- TASK BRIEF -
Type out all the data below, word for word.

# # # #

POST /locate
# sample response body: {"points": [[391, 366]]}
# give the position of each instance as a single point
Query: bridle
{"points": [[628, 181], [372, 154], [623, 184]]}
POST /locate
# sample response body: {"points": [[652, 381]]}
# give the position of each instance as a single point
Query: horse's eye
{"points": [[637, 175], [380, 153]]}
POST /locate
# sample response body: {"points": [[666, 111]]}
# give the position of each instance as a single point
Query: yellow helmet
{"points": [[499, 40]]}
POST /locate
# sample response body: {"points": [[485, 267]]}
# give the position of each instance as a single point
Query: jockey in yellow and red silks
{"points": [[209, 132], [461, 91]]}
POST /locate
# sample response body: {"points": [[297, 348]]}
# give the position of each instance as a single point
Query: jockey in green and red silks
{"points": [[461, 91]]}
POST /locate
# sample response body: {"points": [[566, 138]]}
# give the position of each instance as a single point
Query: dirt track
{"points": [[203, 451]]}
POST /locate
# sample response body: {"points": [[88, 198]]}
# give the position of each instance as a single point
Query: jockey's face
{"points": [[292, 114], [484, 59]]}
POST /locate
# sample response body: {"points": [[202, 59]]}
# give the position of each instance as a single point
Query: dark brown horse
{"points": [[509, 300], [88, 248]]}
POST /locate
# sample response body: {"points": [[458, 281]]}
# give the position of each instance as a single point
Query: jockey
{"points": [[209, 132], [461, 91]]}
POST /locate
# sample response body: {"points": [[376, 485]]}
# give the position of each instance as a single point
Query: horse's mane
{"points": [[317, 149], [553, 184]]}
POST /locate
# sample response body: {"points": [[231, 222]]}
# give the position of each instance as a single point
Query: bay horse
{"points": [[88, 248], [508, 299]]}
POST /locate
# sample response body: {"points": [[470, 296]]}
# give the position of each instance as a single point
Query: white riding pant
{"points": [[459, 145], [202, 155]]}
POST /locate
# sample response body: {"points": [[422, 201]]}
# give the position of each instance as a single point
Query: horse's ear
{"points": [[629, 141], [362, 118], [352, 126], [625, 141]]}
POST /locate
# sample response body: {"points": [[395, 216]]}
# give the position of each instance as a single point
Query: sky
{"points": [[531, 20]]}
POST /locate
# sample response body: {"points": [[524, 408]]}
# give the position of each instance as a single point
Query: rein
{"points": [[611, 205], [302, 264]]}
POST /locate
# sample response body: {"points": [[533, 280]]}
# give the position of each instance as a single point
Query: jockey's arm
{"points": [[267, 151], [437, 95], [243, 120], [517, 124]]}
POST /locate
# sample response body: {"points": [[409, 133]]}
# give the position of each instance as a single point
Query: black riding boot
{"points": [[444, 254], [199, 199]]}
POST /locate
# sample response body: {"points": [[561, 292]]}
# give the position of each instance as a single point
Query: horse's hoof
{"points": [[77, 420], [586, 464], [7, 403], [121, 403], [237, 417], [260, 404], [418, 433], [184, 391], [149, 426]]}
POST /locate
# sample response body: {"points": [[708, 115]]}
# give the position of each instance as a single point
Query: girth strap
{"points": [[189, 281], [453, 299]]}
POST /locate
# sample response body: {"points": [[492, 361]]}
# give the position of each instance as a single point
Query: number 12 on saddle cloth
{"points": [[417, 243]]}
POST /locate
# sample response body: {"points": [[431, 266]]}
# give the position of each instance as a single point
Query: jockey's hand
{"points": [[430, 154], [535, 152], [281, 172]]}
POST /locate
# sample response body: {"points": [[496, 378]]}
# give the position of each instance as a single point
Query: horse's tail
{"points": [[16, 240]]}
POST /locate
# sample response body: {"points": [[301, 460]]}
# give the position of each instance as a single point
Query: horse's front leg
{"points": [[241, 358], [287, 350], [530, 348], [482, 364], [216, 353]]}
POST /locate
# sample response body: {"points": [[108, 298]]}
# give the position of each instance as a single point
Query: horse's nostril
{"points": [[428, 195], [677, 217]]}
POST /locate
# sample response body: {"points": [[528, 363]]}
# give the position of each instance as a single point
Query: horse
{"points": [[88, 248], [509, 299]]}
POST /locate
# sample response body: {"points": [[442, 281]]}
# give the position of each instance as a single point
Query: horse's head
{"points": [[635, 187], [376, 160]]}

# # # #

- RESPONSE TO THIS TASK -
POST /locate
# sample response body: {"points": [[391, 366]]}
# give the position of each instance as a single point
Query: bridle
{"points": [[628, 181], [372, 154], [623, 184]]}
POST /locate
# sample response body: {"points": [[652, 381]]}
# give the position of each instance as a single point
Query: horse's eye
{"points": [[637, 175], [380, 153]]}
POST /locate
# sample response body: {"points": [[666, 111]]}
# give the position of each instance as a single point
Query: yellow helmet
{"points": [[499, 40]]}
POST /locate
# sample response body: {"points": [[485, 267]]}
# give the position of each instance as a single point
Query: jockey in yellow and red silks
{"points": [[209, 132], [461, 91]]}
POST /locate
# sample response body: {"points": [[297, 348]]}
# give the position of each instance as a single point
Query: jockey in green and red silks
{"points": [[461, 91]]}
POST /locate
# sample response body: {"points": [[566, 138]]}
# give the position of each instance as a single point
Query: dirt track
{"points": [[203, 451]]}
POST /locate
# sample response body: {"points": [[88, 198]]}
# give the position of each instance as a single point
Query: jockey's face
{"points": [[292, 114], [484, 59]]}
POST /locate
# sample response body: {"points": [[202, 59]]}
# give the position of each instance as a single point
Query: dark brown horse
{"points": [[509, 300], [88, 248]]}
POST /locate
# sample response body: {"points": [[458, 281]]}
# give the position of each instance as a single point
Query: jockey
{"points": [[209, 132], [461, 91]]}
POST /locate
# sample response body: {"points": [[376, 485]]}
# give the position of each instance as a single point
Query: horse's mane
{"points": [[317, 149], [553, 184]]}
POST /locate
# sample response body: {"points": [[231, 222]]}
# give the position of each instance as a single point
Query: bay horse
{"points": [[88, 248], [508, 299]]}
POST /locate
# sample response body: {"points": [[470, 296]]}
# give the position of each instance as a single point
Query: white riding pant
{"points": [[459, 145], [202, 155]]}
POST /locate
# sample response body: {"points": [[422, 201]]}
# give the position of each instance as a single point
Query: horse's ear
{"points": [[629, 141], [362, 118], [352, 126], [625, 141]]}
POST /locate
# sample response body: {"points": [[395, 216]]}
# give the position of each instance as a single point
Query: sky
{"points": [[531, 20]]}
POST /locate
# sample response body: {"points": [[524, 408]]}
# give the position of each instance as a single point
Query: rein
{"points": [[611, 205], [302, 264]]}
POST /locate
# sample response body: {"points": [[533, 280]]}
# give the position of each instance as a single point
Query: jockey's arm
{"points": [[267, 151], [437, 95], [243, 120], [517, 124]]}
POST /locate
# sample response body: {"points": [[409, 133]]}
# give the position of each instance as a single point
Query: black riding boot
{"points": [[444, 254], [199, 199]]}
POST /locate
# sample response body: {"points": [[561, 292]]}
# give the position of each instance as a single point
Query: horse's hoof
{"points": [[77, 420], [586, 464], [7, 403], [121, 403], [237, 417], [260, 404], [418, 433], [184, 391], [149, 426]]}
POST /locate
# sample response body: {"points": [[708, 115]]}
# give the position of each instance as a single point
Query: girth strap
{"points": [[189, 281], [453, 299]]}
POST /locate
# sample response body: {"points": [[492, 361]]}
# give the position of each instance as a single point
Query: number 12 on saddle cloth
{"points": [[417, 243]]}
POST /locate
# sample response body: {"points": [[431, 266]]}
# give the position of each instance as a single point
Query: jockey's hand
{"points": [[430, 154], [535, 152], [281, 172]]}
POST /locate
# sample response body: {"points": [[496, 378]]}
# give the position of each instance as a single point
Query: horse's tail
{"points": [[16, 240]]}
POST /locate
# sample response body: {"points": [[301, 460]]}
# give the position of each instance as a single point
Query: horse's front leg
{"points": [[241, 358], [287, 350], [530, 348], [482, 364], [216, 353]]}
POST /locate
# sample response body: {"points": [[108, 298]]}
# give the position of each instance as a single point
Query: horse's nostril
{"points": [[428, 195], [677, 217]]}
POST /locate
# sample response body: {"points": [[528, 363]]}
# give the position of each instance as a single point
Query: horse
{"points": [[88, 248], [509, 299]]}
POST /locate
# sample response body: {"points": [[442, 281]]}
# give the position of each instance as a single point
Query: horse's head
{"points": [[635, 187], [376, 160]]}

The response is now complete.